>> start Passage to read

Before calling KeUserModeCallback, you must first check the KernelCallbackTable field of the Process Environment Block is not NULL (KeUserModeCallback will not do this for you). This field is at offset 0x2c on a 32-bit system and 0x58 on a 64-bit system (from Windows XP to Windows 8). Omitting to do so will eventually lead to a BSOD.

On Windows XP, the operating system does not place any condition on the state of the current thread for calling the KeUserModeCallback function, so it is safe calling the function whenever you want.

Starting from Windows Vista, things are different. Indeed, the KeUserModeCallback function checks for the presence of the CallOutActive flag in the Flags field of the current _KTHREAD structure (this field is set at least by the nt!KeExpandKernelStackAndCalloutEx function). If present, the operating system issues a bugcheck with a 0x107 undocumented code.

On Windows 8, the Microsoft developers added even more constraints to allow the call to succeed.

The first check performed by Windows 8 is ensuring the current thread runs at PASSIVE_LEVEL. If not, the operating system issues a bugcheck with code 0x4A (IRQL_GT_ZERO_AT_SYSTEM_SERVICE).

>> end Passage to read

> [Stated goal A]:
List every hexadecimal number that appears in the passage on KeUserModeCallback.
> [Stated goal B]:
Quote the passage on KeUserModeCallback word for word, beginning at the words "Before calling KeUserModeCallback, you" and stopping after the words "0x107 undocumented code.".
> [Stated goal C]:
Write what comes next in the passage on KeUserModeCallback, following on from its final sentence.

>> start Excerpted data

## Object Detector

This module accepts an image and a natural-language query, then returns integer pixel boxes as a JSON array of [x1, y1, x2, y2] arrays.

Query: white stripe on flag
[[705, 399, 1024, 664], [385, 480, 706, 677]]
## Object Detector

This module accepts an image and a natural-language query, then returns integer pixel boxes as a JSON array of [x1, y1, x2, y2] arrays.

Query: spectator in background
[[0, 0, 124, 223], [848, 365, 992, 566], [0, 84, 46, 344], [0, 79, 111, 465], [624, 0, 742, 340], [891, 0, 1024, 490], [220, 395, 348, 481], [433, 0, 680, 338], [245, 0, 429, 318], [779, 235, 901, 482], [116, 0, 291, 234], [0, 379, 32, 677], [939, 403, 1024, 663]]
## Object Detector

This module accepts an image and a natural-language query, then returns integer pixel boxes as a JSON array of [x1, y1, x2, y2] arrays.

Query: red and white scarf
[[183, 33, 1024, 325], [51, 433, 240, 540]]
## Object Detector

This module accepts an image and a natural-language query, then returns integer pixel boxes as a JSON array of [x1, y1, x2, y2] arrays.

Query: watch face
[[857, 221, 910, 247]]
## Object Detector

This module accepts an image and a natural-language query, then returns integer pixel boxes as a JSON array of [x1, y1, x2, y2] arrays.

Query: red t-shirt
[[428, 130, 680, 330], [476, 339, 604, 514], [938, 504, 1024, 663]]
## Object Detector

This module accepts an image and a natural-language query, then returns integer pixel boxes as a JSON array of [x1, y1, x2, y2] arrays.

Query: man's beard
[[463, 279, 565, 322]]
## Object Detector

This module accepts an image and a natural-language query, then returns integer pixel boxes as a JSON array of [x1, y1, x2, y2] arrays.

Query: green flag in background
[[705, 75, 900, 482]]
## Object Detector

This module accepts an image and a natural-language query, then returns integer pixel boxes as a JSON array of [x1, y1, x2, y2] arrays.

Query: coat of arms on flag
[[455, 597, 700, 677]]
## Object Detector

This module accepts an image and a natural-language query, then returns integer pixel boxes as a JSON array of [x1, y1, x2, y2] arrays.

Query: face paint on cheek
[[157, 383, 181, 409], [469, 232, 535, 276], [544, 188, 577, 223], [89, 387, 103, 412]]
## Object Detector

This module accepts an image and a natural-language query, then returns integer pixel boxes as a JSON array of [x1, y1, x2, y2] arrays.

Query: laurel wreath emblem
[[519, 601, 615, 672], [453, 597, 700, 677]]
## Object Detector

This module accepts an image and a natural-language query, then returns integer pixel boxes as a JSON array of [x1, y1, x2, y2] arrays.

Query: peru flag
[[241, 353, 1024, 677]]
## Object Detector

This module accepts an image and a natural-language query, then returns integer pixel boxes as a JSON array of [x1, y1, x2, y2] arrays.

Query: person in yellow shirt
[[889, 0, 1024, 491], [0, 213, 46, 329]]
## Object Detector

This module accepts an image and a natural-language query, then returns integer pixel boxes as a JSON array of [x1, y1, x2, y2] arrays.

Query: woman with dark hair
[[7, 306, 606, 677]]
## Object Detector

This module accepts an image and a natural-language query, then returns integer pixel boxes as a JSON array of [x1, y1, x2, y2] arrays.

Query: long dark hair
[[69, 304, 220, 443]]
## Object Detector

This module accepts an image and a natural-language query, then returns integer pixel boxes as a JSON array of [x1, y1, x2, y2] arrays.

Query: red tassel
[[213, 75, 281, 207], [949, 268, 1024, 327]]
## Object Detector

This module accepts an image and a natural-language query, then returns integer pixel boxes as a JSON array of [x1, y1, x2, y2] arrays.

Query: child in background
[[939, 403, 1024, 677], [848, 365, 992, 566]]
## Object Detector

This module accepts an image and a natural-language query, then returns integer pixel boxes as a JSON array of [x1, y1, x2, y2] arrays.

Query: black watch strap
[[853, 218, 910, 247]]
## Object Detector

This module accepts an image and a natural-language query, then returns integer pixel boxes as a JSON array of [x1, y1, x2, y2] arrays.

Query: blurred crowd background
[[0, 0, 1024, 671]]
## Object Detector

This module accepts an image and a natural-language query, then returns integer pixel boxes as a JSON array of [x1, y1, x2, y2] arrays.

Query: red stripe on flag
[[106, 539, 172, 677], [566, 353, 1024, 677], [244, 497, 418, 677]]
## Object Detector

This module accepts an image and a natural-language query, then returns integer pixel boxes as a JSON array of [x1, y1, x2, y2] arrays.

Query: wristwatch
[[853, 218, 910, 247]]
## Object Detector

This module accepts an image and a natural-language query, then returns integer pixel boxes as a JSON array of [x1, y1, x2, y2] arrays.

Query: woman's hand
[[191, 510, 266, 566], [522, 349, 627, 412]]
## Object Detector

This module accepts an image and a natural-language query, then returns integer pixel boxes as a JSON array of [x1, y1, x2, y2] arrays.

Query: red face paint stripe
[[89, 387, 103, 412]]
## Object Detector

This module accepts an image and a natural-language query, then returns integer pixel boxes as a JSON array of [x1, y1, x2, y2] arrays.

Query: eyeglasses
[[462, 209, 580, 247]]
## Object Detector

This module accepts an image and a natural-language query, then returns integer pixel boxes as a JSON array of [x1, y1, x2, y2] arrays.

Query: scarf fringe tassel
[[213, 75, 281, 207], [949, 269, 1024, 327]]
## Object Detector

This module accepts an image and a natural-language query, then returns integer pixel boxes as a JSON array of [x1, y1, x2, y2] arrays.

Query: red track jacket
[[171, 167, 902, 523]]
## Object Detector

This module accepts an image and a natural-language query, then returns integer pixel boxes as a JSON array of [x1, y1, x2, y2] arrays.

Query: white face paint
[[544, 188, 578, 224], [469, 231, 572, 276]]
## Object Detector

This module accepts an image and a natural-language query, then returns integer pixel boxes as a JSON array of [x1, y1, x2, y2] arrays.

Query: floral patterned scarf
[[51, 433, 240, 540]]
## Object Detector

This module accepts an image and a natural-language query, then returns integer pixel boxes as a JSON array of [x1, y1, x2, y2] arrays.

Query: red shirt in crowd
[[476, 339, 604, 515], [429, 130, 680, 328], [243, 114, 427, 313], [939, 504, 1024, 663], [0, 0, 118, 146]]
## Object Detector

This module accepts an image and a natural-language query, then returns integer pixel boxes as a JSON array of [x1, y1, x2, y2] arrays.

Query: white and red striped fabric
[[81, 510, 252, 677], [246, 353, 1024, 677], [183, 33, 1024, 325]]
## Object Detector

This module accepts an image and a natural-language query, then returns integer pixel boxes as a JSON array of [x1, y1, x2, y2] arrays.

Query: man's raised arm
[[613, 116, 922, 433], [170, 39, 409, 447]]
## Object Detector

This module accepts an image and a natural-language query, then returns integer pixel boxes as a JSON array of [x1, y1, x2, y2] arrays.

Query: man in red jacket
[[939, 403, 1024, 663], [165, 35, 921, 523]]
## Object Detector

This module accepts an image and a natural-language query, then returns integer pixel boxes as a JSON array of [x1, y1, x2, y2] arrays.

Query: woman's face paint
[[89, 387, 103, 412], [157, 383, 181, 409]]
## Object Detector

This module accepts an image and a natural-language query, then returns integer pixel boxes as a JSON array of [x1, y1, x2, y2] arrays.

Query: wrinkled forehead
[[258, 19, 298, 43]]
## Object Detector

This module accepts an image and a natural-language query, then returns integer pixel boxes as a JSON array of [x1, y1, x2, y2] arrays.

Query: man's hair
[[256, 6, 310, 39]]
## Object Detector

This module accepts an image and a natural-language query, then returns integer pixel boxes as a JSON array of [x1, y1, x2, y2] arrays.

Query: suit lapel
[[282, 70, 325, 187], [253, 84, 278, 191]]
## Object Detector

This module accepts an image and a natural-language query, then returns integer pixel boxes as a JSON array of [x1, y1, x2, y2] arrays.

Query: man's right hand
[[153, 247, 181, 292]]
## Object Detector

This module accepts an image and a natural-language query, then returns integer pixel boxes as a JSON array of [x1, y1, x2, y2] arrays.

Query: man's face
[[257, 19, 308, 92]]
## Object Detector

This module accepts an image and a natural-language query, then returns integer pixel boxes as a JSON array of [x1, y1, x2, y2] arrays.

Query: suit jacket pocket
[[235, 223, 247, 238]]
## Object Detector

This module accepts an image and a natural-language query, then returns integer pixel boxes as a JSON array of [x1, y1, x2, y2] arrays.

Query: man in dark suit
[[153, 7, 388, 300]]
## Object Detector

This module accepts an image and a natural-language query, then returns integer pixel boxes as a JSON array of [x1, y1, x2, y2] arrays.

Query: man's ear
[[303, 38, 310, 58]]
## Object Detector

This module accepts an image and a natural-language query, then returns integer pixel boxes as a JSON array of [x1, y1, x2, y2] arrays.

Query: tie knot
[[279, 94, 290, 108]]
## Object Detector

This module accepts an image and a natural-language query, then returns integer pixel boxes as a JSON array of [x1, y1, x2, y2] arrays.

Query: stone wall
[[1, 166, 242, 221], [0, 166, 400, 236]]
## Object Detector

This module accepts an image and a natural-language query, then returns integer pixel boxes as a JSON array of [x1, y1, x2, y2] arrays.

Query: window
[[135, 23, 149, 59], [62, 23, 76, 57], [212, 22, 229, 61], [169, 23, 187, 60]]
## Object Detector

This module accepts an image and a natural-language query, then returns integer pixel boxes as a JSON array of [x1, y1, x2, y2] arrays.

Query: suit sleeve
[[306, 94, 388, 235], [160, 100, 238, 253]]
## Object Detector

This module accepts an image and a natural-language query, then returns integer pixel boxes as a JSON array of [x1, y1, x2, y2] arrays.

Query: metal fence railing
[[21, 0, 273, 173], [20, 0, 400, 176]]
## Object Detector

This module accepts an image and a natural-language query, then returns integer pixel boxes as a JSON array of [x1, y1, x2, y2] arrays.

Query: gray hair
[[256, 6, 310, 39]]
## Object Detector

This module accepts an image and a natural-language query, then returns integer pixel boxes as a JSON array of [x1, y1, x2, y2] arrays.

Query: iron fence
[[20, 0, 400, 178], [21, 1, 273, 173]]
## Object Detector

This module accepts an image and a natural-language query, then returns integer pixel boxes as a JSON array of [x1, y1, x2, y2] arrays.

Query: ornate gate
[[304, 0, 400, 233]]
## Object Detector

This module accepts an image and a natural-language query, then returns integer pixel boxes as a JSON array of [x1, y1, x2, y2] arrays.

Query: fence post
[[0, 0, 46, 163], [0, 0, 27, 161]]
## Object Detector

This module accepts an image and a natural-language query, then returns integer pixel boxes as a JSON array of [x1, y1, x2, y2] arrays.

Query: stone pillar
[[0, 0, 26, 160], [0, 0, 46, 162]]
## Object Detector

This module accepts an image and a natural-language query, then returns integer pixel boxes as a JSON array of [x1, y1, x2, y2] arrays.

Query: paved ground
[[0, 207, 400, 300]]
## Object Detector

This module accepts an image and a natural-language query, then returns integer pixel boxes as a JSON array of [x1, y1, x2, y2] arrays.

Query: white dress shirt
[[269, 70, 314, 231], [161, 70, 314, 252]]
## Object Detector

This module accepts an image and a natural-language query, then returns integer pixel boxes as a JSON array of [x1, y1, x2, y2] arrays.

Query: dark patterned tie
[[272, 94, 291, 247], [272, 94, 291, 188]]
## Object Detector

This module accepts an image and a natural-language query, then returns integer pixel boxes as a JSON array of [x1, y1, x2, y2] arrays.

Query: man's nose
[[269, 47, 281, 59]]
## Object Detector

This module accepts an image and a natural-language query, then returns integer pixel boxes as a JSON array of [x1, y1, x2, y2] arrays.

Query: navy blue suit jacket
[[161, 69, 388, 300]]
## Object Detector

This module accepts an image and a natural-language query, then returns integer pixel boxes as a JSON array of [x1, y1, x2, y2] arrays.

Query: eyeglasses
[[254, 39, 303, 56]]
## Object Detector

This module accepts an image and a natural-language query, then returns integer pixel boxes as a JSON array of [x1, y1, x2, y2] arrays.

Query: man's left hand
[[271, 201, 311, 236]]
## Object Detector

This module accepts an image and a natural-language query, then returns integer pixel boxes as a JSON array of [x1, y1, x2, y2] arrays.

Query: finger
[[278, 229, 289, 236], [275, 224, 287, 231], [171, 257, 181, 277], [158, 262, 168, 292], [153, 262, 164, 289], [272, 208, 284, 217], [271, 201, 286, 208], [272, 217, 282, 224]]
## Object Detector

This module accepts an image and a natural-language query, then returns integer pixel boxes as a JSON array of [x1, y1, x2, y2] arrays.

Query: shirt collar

>> end Excerpted data

> [Response A]:
0x2c, 0x58, 0x107, 0x4A

> [Response B]:
Before calling KeUserModeCallback, you must first check the KernelCallbackTable field of the Process Environment Block is not NULL (KeUserModeCallback will not do this for you). This field is at offset 0x2c on a 32-bit system and 0x58 on a 64-bit system (from Windows XP to Windows 8). Omitting to do so will eventually lead to a BSOD.

On Windows XP, the operating system does not place any condition on the state of the current thread for calling the KeUserModeCallback function, so it is safe calling the function whenever you want.

Starting from Windows Vista, things are different. Indeed, the KeUserModeCallback function checks for the presence of the CallOutActive flag in the Flags field of the current _KTHREAD structure (this field is set at least by the nt!KeExpandKernelStackAndCalloutEx function). If present, the operating system issues a bugcheck with a 0x107 undocumented code.

> [Response C]:
Then, the operating system checks if APCs are enabled. If not, the operating system issues a bugcheck with code 1 (APC_INDEX_MISMATCH).

Finally, the operating system checks the CallbackNestingLevel field of the current thread. If this value reaches 32, the function fails with a code equals to 0xC00000FD (STATUS_STACK_OVERFLOW). This field is set by KeUserModeCallback to record the number of nested calls to user-mode callbacks.

 

User-mode callback for loading a library

Among the interesting functions, we can notice the user32!__ClientLoadLibrary function pointer.

This functionality is natively used by win32k.sys to inject the uxtheme.dll in running processes, allowing the operating system to apply visual styles to applications.

This operation is twofold. First, it effectively loads the module in the process memory, as if it were loaded by userland code. Then, a function called ThemeInitApiHook is invoked giving uxtheme.dll a chance to provide alternate implementations for various functions used by user32. We will not dive into the details of how this initialization function is called and what the patched functions are used for. We will just try to describe the parameters needed to load a module without calling any specific initialization function.

Function index

The first parameter requested is the ApiNumber. The value for the ‘load library’ feature depends on the operating system version.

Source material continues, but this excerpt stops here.